* START *

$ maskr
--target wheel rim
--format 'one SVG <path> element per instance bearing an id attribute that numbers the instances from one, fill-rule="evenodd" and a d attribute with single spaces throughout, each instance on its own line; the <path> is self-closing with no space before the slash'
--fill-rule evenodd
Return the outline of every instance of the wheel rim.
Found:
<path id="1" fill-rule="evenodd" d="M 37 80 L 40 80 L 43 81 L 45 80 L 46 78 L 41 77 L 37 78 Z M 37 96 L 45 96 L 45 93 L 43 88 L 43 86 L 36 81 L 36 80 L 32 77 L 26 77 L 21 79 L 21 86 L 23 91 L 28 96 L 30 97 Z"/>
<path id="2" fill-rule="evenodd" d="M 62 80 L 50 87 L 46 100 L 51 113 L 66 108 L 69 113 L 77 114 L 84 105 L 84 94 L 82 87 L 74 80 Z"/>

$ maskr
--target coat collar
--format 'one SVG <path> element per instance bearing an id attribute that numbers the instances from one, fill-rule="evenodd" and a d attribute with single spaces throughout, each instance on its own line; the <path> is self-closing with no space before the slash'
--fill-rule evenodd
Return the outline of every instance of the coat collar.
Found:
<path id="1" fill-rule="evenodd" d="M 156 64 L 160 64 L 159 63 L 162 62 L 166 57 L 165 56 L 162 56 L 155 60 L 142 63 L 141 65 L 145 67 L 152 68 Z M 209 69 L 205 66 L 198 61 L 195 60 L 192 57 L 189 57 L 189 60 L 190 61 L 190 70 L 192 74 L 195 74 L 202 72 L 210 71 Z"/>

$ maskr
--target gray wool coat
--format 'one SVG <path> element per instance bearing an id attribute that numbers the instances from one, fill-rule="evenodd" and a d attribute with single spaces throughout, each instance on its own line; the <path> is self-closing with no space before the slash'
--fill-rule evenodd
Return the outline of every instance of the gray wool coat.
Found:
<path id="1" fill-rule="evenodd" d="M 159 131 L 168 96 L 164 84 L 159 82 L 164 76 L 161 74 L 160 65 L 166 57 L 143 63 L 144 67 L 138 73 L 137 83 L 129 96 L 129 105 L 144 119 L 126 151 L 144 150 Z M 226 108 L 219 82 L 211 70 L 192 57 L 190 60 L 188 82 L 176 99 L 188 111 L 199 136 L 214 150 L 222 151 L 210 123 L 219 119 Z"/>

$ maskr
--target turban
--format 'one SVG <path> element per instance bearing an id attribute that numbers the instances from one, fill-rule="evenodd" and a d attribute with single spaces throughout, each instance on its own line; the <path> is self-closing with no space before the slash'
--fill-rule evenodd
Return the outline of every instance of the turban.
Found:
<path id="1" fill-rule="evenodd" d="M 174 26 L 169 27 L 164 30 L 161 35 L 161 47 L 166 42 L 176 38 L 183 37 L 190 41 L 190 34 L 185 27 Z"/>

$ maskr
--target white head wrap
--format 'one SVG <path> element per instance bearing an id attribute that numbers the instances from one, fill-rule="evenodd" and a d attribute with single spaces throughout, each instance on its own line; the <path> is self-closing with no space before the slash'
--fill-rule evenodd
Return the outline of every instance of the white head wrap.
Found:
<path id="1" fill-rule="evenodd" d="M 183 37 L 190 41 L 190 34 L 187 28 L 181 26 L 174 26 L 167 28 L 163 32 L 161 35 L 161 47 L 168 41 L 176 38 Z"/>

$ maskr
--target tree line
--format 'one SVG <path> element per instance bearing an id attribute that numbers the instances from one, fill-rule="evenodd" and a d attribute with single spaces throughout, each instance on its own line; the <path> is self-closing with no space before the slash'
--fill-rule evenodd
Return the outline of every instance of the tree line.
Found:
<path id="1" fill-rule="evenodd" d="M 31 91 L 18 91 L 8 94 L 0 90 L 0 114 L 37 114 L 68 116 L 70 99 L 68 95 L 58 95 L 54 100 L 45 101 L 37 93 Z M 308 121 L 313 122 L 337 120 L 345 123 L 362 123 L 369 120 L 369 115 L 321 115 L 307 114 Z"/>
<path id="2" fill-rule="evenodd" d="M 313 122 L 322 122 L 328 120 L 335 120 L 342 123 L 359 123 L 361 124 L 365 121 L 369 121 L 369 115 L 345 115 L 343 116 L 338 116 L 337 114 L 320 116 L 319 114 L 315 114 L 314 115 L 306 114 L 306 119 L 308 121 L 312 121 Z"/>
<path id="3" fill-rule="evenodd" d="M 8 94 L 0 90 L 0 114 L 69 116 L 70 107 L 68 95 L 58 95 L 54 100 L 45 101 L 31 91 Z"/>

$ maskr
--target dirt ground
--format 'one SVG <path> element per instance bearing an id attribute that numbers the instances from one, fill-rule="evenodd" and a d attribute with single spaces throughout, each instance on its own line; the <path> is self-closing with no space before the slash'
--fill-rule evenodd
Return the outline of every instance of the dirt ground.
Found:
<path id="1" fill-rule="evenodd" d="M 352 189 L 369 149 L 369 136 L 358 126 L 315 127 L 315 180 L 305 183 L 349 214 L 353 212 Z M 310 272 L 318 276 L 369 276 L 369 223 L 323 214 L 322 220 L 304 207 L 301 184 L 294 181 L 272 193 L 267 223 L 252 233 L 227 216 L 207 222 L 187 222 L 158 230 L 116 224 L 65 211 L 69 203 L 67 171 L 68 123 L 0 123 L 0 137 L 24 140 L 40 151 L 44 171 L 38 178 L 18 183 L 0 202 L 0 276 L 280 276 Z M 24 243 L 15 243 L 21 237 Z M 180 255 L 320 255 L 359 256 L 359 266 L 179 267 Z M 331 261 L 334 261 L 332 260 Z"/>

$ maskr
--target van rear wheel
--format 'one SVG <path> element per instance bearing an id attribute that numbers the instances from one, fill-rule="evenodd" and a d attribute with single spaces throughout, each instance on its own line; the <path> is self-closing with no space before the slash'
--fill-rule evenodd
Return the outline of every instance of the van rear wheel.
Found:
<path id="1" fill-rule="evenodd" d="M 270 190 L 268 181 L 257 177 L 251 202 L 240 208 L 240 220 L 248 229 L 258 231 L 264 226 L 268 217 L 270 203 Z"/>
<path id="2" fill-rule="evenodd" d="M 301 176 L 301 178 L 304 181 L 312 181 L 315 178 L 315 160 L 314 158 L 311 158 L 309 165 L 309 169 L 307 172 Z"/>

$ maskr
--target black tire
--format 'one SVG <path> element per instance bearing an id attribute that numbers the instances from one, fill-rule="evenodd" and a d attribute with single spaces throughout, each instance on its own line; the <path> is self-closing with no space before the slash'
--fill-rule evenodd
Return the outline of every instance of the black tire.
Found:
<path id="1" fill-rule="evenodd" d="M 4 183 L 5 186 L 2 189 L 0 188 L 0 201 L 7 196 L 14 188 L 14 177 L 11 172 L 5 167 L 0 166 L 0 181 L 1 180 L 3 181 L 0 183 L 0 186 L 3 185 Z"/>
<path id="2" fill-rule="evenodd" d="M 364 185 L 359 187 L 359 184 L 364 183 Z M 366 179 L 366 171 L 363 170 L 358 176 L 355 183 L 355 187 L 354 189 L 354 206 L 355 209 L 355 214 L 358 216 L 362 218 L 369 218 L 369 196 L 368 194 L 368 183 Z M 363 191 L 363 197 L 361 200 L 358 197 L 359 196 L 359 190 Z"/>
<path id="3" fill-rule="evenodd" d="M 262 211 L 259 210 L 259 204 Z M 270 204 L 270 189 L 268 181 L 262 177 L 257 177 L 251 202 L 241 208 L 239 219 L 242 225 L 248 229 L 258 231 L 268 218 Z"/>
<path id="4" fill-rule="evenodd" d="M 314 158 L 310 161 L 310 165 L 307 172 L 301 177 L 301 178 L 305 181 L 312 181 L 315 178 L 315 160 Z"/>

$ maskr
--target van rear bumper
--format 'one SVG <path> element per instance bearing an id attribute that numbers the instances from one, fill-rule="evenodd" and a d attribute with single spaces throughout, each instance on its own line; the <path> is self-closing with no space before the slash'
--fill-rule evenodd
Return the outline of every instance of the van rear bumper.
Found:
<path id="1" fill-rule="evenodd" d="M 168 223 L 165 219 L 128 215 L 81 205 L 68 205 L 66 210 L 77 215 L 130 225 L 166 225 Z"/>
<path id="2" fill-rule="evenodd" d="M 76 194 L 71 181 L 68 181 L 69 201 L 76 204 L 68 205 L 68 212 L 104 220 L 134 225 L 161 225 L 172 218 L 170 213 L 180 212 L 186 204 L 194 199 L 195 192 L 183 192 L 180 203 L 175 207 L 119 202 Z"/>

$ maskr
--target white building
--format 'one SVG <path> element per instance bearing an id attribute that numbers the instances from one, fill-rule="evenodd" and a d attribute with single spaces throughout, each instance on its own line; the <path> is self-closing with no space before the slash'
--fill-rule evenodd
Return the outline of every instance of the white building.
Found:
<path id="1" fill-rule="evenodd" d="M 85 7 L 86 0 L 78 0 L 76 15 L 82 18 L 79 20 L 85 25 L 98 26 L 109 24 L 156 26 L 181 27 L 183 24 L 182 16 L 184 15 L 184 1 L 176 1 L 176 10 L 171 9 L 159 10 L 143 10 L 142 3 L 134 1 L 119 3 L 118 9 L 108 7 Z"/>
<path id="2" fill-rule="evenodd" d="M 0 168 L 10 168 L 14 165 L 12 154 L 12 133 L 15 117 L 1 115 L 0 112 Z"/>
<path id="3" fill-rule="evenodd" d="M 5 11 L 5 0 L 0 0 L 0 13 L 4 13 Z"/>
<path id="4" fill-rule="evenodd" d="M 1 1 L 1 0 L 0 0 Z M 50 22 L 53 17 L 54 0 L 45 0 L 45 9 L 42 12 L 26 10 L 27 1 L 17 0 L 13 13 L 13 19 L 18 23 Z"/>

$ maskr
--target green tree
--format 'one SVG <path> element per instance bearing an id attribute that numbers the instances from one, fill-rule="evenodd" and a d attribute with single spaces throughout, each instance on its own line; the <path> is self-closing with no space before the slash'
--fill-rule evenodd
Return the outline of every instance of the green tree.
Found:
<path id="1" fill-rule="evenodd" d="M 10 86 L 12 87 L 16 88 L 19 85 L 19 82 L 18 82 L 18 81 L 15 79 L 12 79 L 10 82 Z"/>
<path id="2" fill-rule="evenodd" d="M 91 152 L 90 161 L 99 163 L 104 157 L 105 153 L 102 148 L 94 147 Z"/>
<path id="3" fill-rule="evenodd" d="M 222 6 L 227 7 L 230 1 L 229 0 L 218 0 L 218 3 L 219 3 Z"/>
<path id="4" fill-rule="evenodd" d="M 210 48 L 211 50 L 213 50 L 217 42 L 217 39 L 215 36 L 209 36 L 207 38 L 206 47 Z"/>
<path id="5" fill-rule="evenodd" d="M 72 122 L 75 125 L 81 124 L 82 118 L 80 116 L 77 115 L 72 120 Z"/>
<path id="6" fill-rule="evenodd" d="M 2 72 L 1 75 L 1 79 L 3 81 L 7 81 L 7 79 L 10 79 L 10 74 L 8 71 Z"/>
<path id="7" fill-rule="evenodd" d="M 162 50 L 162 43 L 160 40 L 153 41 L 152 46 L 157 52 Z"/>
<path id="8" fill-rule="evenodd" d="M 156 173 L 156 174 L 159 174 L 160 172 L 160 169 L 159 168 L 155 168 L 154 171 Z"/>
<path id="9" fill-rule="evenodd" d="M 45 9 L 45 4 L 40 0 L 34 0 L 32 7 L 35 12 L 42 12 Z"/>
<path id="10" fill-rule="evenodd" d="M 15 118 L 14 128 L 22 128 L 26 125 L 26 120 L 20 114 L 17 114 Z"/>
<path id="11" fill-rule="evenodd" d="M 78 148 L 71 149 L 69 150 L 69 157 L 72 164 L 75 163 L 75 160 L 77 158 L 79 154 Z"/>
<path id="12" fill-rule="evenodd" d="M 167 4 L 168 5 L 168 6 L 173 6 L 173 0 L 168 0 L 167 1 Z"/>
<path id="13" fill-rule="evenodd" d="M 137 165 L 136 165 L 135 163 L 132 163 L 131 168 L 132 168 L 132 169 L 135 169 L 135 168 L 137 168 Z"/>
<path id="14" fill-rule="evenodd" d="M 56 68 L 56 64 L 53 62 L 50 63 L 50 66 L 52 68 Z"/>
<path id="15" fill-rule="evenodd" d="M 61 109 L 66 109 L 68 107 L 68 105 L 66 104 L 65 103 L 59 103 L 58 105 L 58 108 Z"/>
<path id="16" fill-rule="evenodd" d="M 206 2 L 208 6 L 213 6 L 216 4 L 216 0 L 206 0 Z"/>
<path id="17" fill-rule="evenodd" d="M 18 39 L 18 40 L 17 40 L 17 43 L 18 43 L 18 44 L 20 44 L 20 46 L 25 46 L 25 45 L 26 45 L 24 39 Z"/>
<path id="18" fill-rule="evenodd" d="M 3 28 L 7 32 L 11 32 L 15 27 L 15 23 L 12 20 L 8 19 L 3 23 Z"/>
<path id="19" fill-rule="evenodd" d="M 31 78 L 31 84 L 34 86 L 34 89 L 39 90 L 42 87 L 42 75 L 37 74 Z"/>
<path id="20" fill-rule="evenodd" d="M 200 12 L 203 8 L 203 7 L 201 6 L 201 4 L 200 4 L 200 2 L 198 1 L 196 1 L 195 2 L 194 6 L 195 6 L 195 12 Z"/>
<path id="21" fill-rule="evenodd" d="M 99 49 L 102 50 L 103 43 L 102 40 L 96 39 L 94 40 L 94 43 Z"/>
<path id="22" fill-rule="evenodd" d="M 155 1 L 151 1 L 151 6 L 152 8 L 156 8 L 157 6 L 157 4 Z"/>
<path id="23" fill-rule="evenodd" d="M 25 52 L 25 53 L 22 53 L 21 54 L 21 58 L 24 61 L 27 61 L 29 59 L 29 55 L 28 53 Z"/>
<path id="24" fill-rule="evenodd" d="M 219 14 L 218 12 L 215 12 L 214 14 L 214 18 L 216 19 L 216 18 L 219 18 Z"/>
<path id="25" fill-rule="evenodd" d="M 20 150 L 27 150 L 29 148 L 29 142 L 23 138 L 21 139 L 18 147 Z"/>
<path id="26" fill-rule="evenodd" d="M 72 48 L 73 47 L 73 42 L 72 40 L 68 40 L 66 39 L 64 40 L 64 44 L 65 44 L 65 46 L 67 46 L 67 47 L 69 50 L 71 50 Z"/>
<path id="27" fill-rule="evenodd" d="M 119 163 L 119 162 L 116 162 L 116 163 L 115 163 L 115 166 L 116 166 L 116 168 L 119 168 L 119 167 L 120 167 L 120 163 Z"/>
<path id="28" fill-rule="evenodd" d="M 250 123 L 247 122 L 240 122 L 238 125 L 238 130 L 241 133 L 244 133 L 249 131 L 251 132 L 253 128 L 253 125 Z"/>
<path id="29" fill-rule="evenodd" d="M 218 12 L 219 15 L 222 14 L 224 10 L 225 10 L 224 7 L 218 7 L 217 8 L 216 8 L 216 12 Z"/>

* END *

Copy out everything from the beginning of the records down to the line containing "37 80 L 40 80", including that line.

*Answer to this problem*.
$ maskr
--target wheel rim
--format 'one SVG <path> element per instance bearing an id attribute that numbers the instances from one, fill-rule="evenodd" and a d attribute with single spaces throughout, each instance on its own line; the <path> is self-closing with no space before the slash'
--fill-rule evenodd
Return the outline of every instance of the wheel rim.
Found:
<path id="1" fill-rule="evenodd" d="M 37 80 L 40 80 L 43 81 L 45 80 L 46 78 L 41 77 L 37 78 Z M 37 96 L 45 96 L 45 93 L 43 88 L 43 86 L 36 81 L 36 80 L 32 77 L 26 77 L 21 79 L 21 86 L 23 91 L 28 96 L 30 97 Z"/>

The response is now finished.